::: EXTRACT PROVIDED :::

Consultants to Crabapple: Saddle up, partners!

If there’s one thing I’ve learned in my 14 year career in information technology it is this… consultants are worth their weight in gold. Yep, it’s true. They have amazing abilities of perception and knowledge that surpass anything mere cubicle dwellers might have. They can always be counted on to provide innovative solutions that show a deep understanding of both the customer and the problem.

That’s why I was excited to learn that the City of Milton hired a consultant to study redevelopment in Crabapple. I studied with interest the cartoons streetscapes that were presented to the public. Surely they were the result of hours of painstaking work. Yet it wasn’t until I read this article in The Patch that I truly understood the sheer genius behind this effort.

::: EXTRACTED DATA :::

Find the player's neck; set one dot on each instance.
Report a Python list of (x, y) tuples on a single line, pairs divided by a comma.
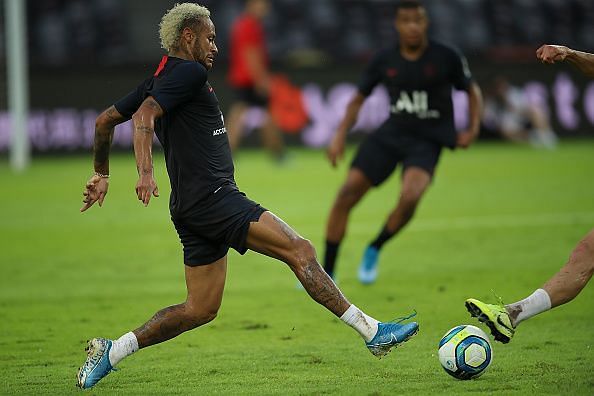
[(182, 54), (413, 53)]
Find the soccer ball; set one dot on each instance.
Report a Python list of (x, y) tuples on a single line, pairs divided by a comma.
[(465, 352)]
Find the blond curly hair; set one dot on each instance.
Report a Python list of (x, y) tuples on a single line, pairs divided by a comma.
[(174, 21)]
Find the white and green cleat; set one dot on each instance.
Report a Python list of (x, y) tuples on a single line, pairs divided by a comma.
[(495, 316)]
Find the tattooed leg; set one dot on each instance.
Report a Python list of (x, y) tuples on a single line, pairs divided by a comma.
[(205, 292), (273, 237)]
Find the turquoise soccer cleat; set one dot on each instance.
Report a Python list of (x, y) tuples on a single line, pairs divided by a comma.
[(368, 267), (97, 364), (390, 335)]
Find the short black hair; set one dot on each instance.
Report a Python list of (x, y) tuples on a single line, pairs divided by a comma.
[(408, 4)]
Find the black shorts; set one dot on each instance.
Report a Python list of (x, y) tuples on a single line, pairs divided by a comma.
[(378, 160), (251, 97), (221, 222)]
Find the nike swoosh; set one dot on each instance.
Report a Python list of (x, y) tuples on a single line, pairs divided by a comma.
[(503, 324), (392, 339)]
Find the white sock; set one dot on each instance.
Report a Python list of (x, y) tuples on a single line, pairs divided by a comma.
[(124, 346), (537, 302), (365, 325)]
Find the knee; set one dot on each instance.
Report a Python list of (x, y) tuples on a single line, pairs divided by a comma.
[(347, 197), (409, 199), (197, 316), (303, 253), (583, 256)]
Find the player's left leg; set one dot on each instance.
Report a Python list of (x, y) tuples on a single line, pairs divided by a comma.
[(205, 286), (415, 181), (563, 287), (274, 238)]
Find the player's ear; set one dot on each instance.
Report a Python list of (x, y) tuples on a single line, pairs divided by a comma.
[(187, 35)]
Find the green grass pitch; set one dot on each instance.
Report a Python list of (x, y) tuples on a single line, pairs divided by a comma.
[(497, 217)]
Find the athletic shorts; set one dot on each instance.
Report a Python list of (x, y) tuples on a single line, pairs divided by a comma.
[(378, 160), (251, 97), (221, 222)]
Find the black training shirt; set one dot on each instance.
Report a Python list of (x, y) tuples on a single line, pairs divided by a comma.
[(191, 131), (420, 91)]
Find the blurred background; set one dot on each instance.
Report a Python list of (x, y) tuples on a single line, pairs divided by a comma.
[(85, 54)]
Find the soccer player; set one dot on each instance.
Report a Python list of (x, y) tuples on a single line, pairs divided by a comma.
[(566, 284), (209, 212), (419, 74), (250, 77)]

:::
::: EXTRACTED DATA :::

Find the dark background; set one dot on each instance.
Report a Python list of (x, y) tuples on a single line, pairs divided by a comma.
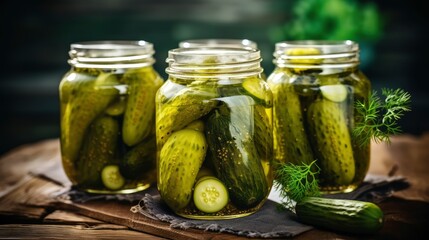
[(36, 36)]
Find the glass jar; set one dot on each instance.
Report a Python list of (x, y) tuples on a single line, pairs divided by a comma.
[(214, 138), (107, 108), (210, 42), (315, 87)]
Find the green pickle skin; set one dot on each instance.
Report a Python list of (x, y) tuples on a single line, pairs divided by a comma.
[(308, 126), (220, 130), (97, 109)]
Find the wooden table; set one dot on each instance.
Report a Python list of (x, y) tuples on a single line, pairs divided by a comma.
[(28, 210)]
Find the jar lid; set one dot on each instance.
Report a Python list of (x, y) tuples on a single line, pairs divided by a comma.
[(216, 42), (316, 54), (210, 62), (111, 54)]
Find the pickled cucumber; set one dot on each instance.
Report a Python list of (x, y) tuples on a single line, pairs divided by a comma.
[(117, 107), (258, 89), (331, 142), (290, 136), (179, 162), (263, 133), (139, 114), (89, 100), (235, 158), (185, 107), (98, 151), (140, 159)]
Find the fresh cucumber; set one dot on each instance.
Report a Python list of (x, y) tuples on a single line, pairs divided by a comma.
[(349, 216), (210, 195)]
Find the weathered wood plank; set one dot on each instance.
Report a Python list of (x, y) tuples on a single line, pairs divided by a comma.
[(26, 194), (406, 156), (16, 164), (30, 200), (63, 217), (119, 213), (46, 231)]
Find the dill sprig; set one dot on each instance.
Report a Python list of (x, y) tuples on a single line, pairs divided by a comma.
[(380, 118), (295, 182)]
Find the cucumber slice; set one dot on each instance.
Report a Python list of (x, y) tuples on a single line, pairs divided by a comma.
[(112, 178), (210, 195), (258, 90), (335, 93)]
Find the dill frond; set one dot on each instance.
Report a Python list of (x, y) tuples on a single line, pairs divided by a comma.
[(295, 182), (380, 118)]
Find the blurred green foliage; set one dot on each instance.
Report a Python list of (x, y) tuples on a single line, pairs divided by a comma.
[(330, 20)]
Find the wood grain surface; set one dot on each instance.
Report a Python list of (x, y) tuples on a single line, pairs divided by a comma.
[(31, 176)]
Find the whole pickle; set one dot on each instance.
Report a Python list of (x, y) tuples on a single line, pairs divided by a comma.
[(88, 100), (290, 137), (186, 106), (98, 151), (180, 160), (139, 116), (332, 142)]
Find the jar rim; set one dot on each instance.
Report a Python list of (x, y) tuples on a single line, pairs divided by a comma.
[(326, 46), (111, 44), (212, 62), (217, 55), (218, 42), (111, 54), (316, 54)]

:::
::: EXTRACTED DATA :::

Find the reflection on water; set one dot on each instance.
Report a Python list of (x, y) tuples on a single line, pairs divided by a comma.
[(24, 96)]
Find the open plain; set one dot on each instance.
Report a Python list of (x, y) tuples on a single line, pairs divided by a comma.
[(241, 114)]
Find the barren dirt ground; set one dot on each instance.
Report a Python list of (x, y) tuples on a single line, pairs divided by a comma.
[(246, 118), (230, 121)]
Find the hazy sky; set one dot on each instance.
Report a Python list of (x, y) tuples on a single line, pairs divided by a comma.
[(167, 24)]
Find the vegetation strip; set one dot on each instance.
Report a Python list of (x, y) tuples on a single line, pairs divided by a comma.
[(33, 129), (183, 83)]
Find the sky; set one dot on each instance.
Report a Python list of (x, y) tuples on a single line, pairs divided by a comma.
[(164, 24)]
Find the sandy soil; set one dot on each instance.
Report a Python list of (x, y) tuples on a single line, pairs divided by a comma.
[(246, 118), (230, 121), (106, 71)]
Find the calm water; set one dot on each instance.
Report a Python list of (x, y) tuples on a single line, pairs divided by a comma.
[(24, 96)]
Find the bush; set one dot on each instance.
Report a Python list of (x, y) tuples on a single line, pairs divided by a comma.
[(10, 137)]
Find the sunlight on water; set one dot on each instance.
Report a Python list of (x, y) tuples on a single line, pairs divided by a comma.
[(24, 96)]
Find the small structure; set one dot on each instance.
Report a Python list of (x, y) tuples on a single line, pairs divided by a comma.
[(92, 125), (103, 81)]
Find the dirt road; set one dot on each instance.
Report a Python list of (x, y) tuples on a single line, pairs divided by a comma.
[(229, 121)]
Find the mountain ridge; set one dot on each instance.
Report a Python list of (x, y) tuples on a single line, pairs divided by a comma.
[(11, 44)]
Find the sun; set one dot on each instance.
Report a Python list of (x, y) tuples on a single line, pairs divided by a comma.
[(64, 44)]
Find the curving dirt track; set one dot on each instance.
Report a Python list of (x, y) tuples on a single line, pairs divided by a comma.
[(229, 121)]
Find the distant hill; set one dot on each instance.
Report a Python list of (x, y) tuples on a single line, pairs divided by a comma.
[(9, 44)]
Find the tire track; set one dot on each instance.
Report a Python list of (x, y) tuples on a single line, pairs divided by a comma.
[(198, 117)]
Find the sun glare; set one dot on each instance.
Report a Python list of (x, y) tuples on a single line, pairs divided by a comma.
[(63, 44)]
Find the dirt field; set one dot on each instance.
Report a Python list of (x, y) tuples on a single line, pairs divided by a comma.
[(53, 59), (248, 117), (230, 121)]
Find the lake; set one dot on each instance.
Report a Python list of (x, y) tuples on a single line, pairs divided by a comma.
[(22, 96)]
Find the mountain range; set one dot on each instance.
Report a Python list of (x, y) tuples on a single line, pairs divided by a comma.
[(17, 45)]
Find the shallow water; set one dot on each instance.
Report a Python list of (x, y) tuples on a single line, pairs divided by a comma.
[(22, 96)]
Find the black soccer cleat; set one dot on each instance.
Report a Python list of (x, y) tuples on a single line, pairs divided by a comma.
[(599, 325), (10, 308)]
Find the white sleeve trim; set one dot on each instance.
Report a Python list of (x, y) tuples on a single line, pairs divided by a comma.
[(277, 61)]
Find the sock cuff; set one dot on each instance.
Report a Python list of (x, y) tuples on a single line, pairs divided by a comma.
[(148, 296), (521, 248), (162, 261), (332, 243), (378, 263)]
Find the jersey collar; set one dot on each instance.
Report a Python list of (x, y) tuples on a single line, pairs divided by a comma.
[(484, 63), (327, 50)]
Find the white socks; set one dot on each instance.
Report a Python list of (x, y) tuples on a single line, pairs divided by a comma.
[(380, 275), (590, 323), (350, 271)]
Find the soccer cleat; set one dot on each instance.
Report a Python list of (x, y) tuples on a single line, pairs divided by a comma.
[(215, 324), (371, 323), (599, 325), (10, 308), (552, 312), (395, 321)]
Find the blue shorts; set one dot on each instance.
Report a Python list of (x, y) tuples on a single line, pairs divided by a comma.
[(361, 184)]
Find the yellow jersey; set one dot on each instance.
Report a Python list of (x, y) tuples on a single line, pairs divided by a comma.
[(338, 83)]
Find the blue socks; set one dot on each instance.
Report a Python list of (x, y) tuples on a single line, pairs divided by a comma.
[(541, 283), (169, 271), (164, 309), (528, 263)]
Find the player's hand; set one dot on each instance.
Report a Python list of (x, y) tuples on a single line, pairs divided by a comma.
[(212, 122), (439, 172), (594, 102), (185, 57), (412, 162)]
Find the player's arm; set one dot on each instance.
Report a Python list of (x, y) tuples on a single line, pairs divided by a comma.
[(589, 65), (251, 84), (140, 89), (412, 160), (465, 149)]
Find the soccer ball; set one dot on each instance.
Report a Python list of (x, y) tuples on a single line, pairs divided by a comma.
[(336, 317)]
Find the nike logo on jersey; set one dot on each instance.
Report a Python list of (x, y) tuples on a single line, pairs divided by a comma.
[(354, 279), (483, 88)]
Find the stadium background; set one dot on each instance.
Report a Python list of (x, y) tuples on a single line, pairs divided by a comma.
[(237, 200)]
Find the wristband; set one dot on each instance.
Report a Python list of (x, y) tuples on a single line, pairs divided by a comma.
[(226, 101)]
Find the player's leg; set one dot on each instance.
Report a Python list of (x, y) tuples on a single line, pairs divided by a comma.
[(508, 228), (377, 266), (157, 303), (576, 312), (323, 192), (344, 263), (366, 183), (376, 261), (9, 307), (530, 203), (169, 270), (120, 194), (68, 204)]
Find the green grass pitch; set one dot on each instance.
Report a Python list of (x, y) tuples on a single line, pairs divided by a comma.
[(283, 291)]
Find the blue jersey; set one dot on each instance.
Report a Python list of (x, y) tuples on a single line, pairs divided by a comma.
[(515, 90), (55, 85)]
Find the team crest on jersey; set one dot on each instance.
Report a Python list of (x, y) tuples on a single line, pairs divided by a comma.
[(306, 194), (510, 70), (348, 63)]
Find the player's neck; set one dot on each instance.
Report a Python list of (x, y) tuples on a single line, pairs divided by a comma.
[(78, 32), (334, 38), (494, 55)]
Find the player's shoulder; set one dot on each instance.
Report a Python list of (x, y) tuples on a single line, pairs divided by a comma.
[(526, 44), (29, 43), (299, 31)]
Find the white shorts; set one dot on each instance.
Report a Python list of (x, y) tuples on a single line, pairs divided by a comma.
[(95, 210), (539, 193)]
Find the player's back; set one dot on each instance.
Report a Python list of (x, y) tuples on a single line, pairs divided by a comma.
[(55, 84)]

:::

- **WHAT TO WORK ON**
**A.** Answer these questions about the post on consultants and Crabapple:
(i) How long has the writer's career in information technology lasted?
(ii) Who hired a consultant to study redevelopment in Crabapple?
(iii) In what publication did the writer read the article mentioned at the end?
**B.** From the entries, give as a numbered list the lines starting with the line containing "Find the dark" and going on through the line containing "[(380, 118), (295, 182)]", omitting blank lines and the pictures.
The text and the entries come from separate sources.

- **SOLUTIONS PER TASK**
**A.**
(i) 14 years
(ii) The City of Milton
(iii) The Patch

**B.**
1. Find the dark background; set one dot on each instance.
2. Report a Python list of (x, y) tuples on a single line, pairs divided by a comma.
3. [(36, 36)]
4. Find the glass jar; set one dot on each instance.
5. Report a Python list of (x, y) tuples on a single line, pairs divided by a comma.
6. [(214, 138), (107, 108), (210, 42), (315, 87)]
7. Find the green pickle skin; set one dot on each instance.
8. Report a Python list of (x, y) tuples on a single line, pairs divided by a comma.
9. [(308, 126), (220, 130), (97, 109)]
10. Find the wooden table; set one dot on each instance.
11. Report a Python list of (x, y) tuples on a single line, pairs divided by a comma.
12. [(28, 210)]
13. Find the jar lid; set one dot on each instance.
14. Report a Python list of (x, y) tuples on a single line, pairs divided by a comma.
15. [(216, 42), (316, 54), (210, 62), (111, 54)]
16. Find the pickled cucumber; set one dot on each instance.
17. Report a Python list of (x, y) tuples on a single line, pairs divided by a comma.
18. [(117, 107), (258, 89), (331, 142), (290, 136), (179, 162), (263, 133), (139, 114), (89, 100), (235, 158), (185, 107), (98, 151), (140, 159)]
19. Find the fresh cucumber; set one dot on each instance.
20. Report a Python list of (x, y) tuples on a single line, pairs divided by a comma.
21. [(349, 216), (210, 195)]
22. Find the weathered wood plank; set one dot on each instance.
23. Report a Python list of (x, y) tuples on a single line, pairs divided by a comma.
24. [(26, 194), (406, 156), (16, 164), (30, 200), (63, 217), (119, 213), (46, 231)]
25. Find the dill sprig; set one dot on each instance.
26. Report a Python list of (x, y) tuples on a single line, pairs divided by a comma.
27. [(380, 118), (295, 182)]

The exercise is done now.